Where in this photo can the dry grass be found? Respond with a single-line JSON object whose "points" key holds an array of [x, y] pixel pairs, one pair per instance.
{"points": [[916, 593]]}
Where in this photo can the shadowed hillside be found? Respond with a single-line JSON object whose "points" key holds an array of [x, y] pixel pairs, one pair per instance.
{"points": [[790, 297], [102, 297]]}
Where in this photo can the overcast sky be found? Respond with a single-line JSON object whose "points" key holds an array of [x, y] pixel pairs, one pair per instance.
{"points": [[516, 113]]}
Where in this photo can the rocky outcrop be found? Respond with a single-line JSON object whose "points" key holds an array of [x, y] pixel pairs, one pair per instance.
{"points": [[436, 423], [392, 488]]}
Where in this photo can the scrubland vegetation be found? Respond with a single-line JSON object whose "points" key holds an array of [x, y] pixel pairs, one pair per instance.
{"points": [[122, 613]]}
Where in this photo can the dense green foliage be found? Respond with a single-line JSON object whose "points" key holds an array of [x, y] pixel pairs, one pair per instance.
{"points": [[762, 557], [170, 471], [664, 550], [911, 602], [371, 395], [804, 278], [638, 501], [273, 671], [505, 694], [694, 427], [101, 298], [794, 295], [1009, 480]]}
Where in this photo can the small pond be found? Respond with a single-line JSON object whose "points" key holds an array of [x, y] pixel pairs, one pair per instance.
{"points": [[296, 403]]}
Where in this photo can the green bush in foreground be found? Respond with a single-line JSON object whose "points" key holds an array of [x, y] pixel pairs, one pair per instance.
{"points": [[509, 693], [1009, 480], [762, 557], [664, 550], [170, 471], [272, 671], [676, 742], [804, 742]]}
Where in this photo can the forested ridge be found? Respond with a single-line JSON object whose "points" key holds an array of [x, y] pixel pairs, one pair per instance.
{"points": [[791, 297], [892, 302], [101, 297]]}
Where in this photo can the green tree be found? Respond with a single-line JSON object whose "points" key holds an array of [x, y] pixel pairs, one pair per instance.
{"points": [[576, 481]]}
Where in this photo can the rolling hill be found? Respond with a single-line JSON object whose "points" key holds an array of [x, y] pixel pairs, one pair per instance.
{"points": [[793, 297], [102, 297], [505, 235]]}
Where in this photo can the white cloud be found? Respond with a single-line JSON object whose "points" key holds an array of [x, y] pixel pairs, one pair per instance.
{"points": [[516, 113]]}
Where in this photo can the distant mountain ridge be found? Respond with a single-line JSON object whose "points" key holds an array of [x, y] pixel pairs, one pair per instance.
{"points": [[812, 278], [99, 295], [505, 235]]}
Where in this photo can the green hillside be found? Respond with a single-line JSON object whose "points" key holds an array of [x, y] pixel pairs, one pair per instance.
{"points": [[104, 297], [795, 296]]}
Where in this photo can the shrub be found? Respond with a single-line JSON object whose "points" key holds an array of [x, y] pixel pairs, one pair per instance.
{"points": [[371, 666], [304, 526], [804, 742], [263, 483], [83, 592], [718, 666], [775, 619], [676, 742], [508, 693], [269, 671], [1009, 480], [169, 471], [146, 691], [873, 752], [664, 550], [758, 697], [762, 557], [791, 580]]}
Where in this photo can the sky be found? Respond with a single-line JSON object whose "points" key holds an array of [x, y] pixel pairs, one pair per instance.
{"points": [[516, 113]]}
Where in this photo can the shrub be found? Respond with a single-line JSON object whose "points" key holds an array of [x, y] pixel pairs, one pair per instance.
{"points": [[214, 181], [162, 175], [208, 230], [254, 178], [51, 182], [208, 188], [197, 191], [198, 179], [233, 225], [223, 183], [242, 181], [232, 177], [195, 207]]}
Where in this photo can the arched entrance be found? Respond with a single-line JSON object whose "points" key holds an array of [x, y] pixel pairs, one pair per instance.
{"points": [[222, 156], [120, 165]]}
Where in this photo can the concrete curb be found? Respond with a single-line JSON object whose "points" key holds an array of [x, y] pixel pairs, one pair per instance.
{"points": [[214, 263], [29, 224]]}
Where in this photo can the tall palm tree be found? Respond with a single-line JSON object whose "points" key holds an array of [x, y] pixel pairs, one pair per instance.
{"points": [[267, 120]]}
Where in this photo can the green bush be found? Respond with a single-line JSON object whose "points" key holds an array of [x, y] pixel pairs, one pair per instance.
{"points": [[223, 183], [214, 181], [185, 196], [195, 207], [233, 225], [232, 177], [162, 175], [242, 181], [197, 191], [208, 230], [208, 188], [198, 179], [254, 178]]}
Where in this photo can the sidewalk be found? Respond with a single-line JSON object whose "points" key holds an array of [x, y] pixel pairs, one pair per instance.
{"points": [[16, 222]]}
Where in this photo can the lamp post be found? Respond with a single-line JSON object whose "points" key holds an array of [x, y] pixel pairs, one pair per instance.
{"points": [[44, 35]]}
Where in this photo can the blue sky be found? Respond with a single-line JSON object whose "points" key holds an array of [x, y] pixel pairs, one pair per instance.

========

Present every line of the items above as a Markdown table with two columns, Row for the line number and Line for its text, leaving out any blank lines.

## Answer for the task
| Row | Line |
|---|---|
| 1 | Where in this photo can the dry grass be found? Respond with a single-line JSON object whose "points" key holds an array of [x, y] pixel pairs, one pair per instance. |
| 2 | {"points": [[916, 593]]} |
| 3 | Where in this photo can the shadowed hillside be found? Respond with a single-line JSON object whose "points" key holds an array of [x, y] pixel pairs, one pair per instance. |
| 4 | {"points": [[790, 297], [102, 297]]} |
| 5 | Where in this photo can the overcast sky be found? Respond with a single-line JSON object whose "points" key holds an array of [x, y] pixel pairs, one pair per instance. |
| 6 | {"points": [[516, 113]]} |
| 7 | Where in this photo can the rocky outcrop be found? Respond with a single-line JSON object whose "points" key holds an array of [x, y] pixel pairs, one pair per instance. |
| 8 | {"points": [[436, 423], [392, 488]]} |
| 9 | Where in this photo can the scrubland vegetation be found? Respond with a single-line JSON object whose "points" key holds an array of [x, y] pixel pairs, one pair per instance. |
| 10 | {"points": [[122, 613]]} |
| 11 | Where in this photo can the dense green foliage be found? Respond with a single-line JSON object whose "points" key holds an array of [x, y] pixel pairs, one pair per instance. |
| 12 | {"points": [[762, 557], [170, 471], [664, 550], [911, 602], [371, 395], [804, 278], [638, 501], [273, 671], [505, 694], [694, 427], [101, 298], [794, 295], [1009, 480]]} |
| 13 | Where in this photo can the small pond be found? Respond with a single-line JSON object whose "points" key holds an array of [x, y] pixel pairs, one pair per instance. |
| 14 | {"points": [[296, 403]]} |
| 15 | Where in this photo can the green bush in foreground be found? Respond with a single-line JSON object whose "points" key holds an array of [x, y] pixel pairs, one pair per instance. |
| 16 | {"points": [[509, 693], [1009, 480], [762, 557], [664, 550], [170, 471], [272, 671], [676, 742], [804, 742]]} |
| 17 | Where in this photo can the forested ridge be found? Respond with a single-line JSON object whose "points" key holds an array of [x, y] pixel pairs, one pair per instance. |
| 18 | {"points": [[791, 297], [892, 302], [101, 297]]} |
| 19 | Where in this photo can the green tree be found? Respond with a single-line JSON object whose "points" key holds an array of [x, y] pixel pairs, one pair per instance. |
| 20 | {"points": [[576, 481]]} |
| 21 | Where in this photo can the rolling hill be found? Respond with a single-line JSON object whose "points" key holds an array of [x, y] pixel pairs, one pair per instance. |
| 22 | {"points": [[793, 297], [102, 297], [505, 235]]} |
| 23 | Where in this photo can the white cloud be found? Respond with a single-line JSON object whose "points" key holds an array of [x, y] pixel pairs, one pair per instance. |
| 24 | {"points": [[516, 113]]} |
| 25 | Where in this photo can the distant mountain ridge be found? Respond with a single-line JSON object whose "points" key holds an array of [x, y] pixel pairs, one pair per instance. |
| 26 | {"points": [[812, 278], [99, 295], [505, 235]]} |
| 27 | Where in this photo can the green hillside be found? Respond with a single-line JSON object whose "points" key holds an array of [x, y] pixel pairs, one pair per instance. |
| 28 | {"points": [[104, 297], [795, 296]]} |
| 29 | Where in this photo can the shrub be found? Respond with a single-line JSON object whose "points" key holds an array of [x, y] pixel pairs, one pair per instance. |
| 30 | {"points": [[371, 666], [304, 526], [804, 742], [263, 483], [83, 592], [718, 666], [775, 619], [676, 742], [508, 693], [269, 671], [1009, 480], [169, 471], [146, 691], [873, 752], [664, 550], [758, 697], [762, 557], [791, 580]]} |
| 31 | Where in this photo can the sky be found? Respond with a single-line JSON object whose "points" key holds an array of [x, y] pixel pairs, one pair per instance. |
| 32 | {"points": [[516, 113]]} |
| 33 | Where in this photo can the shrub be found? Respond with a single-line JSON object whose "points" key holds an array of [x, y] pixel pairs, one pair per instance. |
| 34 | {"points": [[214, 181], [162, 175], [208, 230], [254, 178], [51, 182], [208, 188], [197, 191], [198, 179], [233, 225], [223, 183], [242, 181], [232, 177], [195, 207]]} |
| 35 | Where in this photo can the arched entrance be found? Respond with a single-line JSON object whose "points" key holds an array of [x, y] pixel pairs, one pair per instance. |
| 36 | {"points": [[222, 156], [120, 165]]} |
| 37 | Where in this photo can the concrete curb be found? Respond with a single-line JSON object whose "points" key holds an array of [x, y] pixel pairs, one pair per instance. |
| 38 | {"points": [[214, 263], [29, 224]]} |
| 39 | Where in this photo can the tall palm tree be found? Respond with a single-line JSON object whose "points" key holds an array of [x, y] pixel pairs, one pair per instance. |
| 40 | {"points": [[267, 120]]} |
| 41 | Where in this photo can the green bush be found? Respond with a single-line JSON object whose "points" key holds an array of [x, y] pixel pairs, one pair per instance. |
| 42 | {"points": [[223, 183], [214, 181], [185, 196], [195, 207], [233, 225], [232, 177], [162, 175], [242, 181], [197, 191], [208, 230], [208, 188], [198, 179], [254, 178]]} |
| 43 | Where in this photo can the sidewalk be found? Respond with a single-line JSON object whose "points" key holds an array of [x, y] pixel pairs, one pair per instance. |
| 44 | {"points": [[16, 222]]} |
| 45 | Where in this photo can the lamp post be found? Respond with a single-line JSON object whose "points" key holds an array of [x, y] pixel pairs, one pair per instance. |
| 46 | {"points": [[44, 35]]} |
| 47 | Where in this photo can the blue sky be found? Respond with a single-line JSON object whose "points" key holds an array of [x, y] pixel pairs, one pair per instance. |